What is expected. Transcribe the complete listing exactly.

Listed records.
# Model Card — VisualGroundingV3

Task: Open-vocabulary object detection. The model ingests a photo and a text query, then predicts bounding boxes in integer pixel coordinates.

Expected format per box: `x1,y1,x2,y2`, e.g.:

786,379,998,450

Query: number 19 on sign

Completed exercise.
# Model Card — VisualGroundingV3

Task: Open-vocabulary object detection. The model ingests a photo and a text query, then predicts bounding boxes in integer pixel coordinates.

Expected format per box: `x1,y1,x2,y2`, e.g.:

786,379,998,450

Query: number 19 on sign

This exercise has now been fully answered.